*Given data:*
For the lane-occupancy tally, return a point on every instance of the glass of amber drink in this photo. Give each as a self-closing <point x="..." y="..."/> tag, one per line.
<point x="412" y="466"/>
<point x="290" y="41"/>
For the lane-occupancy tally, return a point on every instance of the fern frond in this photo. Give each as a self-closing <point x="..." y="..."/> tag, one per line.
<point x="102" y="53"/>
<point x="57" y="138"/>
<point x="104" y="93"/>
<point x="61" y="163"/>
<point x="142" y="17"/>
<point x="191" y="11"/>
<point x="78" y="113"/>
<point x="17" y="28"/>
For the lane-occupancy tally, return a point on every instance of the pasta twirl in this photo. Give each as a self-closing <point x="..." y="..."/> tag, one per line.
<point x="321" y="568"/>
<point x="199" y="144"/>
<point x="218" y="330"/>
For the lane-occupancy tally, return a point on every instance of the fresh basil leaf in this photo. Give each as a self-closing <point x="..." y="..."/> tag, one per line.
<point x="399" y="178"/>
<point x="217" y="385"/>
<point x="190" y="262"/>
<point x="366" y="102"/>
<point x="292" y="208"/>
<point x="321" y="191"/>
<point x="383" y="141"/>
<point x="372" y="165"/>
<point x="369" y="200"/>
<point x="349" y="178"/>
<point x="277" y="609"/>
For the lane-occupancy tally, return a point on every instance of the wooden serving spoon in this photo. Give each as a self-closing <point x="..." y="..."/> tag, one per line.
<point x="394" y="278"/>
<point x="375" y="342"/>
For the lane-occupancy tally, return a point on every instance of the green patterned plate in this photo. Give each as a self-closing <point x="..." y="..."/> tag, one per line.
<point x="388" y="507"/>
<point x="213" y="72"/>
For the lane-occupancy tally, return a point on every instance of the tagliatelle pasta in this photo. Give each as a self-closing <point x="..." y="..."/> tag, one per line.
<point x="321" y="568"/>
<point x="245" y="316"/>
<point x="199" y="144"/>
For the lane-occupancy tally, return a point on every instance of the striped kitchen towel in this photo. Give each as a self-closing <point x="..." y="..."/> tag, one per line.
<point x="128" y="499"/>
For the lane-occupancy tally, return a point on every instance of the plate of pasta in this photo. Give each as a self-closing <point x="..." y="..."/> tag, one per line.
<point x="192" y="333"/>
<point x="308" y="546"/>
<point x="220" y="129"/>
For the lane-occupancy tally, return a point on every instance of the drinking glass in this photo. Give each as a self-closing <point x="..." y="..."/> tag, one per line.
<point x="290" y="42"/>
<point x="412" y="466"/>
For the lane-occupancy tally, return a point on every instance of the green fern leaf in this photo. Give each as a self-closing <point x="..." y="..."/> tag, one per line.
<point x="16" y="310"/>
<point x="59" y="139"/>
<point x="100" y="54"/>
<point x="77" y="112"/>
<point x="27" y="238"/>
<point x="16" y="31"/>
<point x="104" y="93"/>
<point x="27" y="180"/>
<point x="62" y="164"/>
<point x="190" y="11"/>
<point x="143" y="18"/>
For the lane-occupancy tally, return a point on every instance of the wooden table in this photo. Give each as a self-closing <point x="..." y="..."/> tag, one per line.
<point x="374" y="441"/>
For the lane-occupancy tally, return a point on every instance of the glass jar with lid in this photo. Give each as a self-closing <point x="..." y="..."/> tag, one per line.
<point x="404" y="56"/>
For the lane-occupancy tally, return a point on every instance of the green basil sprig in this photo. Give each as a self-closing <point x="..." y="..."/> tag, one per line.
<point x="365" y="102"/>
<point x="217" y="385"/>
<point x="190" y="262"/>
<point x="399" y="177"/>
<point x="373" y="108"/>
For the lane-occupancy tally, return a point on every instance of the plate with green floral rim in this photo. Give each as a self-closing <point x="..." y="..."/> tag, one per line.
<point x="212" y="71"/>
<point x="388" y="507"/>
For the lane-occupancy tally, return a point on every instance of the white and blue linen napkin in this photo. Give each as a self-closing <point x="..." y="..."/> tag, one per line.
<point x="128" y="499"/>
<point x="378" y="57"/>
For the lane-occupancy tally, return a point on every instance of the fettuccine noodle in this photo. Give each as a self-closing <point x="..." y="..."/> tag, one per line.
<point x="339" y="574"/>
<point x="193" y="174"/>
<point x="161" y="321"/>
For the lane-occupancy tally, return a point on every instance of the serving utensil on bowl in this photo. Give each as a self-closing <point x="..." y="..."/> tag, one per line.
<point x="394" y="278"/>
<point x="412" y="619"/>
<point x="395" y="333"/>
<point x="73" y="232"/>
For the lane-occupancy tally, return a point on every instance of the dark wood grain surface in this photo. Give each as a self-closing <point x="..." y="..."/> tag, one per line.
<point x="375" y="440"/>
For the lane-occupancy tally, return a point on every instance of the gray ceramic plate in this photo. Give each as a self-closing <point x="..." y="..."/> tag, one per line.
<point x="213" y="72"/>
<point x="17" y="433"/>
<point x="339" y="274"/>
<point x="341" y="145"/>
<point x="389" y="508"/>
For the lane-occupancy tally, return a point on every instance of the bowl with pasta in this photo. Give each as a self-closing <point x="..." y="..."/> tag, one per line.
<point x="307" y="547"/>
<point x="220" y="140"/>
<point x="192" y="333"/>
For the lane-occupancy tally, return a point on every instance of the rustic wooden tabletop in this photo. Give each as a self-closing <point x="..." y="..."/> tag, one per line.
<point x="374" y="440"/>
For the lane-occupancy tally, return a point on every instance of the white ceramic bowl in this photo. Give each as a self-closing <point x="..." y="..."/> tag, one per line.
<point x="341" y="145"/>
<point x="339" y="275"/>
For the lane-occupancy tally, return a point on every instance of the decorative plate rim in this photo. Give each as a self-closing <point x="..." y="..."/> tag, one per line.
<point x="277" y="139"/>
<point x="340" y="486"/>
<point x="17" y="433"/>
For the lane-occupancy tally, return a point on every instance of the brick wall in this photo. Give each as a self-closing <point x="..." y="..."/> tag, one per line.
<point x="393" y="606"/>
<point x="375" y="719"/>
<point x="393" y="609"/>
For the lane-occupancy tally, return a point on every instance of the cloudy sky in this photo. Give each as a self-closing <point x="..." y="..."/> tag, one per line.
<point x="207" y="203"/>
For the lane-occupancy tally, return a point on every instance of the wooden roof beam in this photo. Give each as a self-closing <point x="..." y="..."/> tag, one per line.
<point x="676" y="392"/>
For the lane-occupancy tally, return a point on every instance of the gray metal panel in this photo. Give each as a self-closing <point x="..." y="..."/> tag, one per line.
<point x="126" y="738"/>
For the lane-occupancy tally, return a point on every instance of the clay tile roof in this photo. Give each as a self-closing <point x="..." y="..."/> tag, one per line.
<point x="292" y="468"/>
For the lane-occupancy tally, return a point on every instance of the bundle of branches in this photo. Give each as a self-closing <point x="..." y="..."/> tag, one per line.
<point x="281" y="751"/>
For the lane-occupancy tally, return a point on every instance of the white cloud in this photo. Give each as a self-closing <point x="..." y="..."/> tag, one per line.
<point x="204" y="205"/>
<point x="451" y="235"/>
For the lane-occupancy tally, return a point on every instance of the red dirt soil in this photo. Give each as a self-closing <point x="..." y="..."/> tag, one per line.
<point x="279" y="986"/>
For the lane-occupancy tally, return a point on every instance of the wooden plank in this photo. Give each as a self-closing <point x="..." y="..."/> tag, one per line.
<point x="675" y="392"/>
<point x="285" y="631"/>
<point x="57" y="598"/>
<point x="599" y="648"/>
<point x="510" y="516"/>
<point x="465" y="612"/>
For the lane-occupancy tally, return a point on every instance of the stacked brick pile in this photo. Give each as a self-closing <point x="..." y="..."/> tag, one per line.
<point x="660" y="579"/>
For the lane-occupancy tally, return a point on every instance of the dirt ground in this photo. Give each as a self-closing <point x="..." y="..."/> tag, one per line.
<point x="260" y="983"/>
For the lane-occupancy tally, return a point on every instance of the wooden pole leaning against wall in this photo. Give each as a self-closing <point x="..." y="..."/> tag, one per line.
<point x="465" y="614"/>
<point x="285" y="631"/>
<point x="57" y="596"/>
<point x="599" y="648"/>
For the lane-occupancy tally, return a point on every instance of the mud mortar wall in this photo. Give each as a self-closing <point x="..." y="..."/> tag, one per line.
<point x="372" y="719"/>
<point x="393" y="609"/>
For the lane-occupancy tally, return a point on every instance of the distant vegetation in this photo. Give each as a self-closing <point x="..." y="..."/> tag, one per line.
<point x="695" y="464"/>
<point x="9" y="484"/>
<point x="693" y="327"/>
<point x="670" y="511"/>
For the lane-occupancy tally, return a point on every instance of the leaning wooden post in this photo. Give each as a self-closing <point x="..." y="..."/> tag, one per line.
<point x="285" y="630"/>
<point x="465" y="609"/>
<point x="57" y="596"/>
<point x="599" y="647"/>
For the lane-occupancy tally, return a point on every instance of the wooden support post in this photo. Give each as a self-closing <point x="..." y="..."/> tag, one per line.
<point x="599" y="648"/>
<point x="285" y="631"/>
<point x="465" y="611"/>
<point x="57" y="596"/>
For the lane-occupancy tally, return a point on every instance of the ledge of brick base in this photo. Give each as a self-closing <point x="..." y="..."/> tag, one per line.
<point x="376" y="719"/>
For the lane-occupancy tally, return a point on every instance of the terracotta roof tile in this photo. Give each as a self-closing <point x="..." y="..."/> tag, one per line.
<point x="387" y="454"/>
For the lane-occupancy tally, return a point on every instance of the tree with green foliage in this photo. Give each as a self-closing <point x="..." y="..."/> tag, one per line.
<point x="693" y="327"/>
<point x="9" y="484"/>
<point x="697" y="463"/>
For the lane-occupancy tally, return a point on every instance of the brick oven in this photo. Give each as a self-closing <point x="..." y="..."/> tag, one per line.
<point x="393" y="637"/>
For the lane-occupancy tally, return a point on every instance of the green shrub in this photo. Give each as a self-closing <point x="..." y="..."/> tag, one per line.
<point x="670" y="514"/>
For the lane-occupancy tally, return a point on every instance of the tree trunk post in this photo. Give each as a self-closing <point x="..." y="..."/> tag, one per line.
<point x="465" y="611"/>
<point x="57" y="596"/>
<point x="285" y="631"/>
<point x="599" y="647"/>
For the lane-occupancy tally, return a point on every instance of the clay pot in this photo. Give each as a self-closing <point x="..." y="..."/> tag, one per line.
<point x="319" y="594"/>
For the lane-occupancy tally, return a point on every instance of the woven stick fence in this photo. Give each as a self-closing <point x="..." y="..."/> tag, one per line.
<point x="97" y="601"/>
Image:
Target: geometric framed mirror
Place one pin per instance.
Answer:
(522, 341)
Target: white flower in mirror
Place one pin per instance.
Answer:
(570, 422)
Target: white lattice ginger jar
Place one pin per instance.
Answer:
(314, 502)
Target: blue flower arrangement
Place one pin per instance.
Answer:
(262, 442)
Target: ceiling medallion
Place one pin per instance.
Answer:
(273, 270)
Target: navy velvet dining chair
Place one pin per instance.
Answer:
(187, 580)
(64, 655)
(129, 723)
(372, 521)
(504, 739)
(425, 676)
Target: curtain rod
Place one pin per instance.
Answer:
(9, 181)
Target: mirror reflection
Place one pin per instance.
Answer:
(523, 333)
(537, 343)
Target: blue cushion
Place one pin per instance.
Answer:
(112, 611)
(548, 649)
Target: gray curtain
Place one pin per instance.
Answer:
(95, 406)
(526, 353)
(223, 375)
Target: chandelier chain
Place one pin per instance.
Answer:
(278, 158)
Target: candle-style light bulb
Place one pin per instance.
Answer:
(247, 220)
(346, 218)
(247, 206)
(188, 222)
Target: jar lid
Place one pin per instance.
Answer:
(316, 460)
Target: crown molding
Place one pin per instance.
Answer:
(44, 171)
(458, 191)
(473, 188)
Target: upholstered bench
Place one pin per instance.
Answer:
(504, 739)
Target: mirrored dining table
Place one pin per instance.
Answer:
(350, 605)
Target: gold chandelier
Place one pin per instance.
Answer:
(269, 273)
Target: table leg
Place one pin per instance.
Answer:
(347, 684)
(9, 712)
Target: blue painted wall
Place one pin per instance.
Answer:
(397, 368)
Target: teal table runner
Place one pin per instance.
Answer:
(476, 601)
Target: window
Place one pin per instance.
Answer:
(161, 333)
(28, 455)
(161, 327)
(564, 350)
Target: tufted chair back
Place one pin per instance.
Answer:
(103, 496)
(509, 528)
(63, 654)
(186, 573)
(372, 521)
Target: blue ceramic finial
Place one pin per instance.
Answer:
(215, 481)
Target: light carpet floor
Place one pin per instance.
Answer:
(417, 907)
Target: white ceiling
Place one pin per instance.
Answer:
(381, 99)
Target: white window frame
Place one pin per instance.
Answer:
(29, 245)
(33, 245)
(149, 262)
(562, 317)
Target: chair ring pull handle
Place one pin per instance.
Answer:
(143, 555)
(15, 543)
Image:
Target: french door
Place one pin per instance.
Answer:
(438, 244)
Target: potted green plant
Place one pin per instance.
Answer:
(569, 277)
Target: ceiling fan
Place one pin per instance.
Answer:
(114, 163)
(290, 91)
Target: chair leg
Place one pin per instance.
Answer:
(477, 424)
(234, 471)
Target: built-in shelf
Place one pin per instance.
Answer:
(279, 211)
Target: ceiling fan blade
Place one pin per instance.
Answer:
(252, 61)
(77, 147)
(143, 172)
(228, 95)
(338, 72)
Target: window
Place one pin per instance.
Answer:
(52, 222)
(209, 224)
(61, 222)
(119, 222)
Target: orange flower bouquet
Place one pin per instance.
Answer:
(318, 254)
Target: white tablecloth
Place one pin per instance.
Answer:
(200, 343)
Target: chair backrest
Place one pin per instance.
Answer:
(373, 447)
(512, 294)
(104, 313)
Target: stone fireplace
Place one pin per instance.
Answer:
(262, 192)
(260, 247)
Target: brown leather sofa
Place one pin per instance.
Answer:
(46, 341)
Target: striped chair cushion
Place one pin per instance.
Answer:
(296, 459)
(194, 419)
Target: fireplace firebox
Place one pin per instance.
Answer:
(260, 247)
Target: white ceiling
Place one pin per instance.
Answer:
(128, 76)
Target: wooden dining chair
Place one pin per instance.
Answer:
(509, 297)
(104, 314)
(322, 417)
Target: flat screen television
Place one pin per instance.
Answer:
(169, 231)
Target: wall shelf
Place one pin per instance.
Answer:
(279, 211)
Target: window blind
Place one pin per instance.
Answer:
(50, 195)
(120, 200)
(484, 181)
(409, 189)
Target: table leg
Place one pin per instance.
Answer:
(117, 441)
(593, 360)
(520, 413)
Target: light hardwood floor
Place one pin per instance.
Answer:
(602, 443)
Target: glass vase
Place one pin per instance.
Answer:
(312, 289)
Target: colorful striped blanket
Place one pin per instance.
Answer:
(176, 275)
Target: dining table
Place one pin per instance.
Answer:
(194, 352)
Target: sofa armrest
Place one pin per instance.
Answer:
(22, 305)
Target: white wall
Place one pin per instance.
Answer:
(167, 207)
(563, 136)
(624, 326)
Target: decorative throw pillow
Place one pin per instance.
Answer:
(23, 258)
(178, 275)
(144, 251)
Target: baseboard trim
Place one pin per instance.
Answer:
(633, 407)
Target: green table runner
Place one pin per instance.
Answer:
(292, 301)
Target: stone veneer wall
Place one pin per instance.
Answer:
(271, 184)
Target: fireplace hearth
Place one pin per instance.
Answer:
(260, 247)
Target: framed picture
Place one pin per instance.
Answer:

*To do:*
Scan the material above for lines that contain the string "flower", and copy each such line.

*Written response:*
Target: white flower in mirror
Target: blue flower arrangement
Target: orange flower bouquet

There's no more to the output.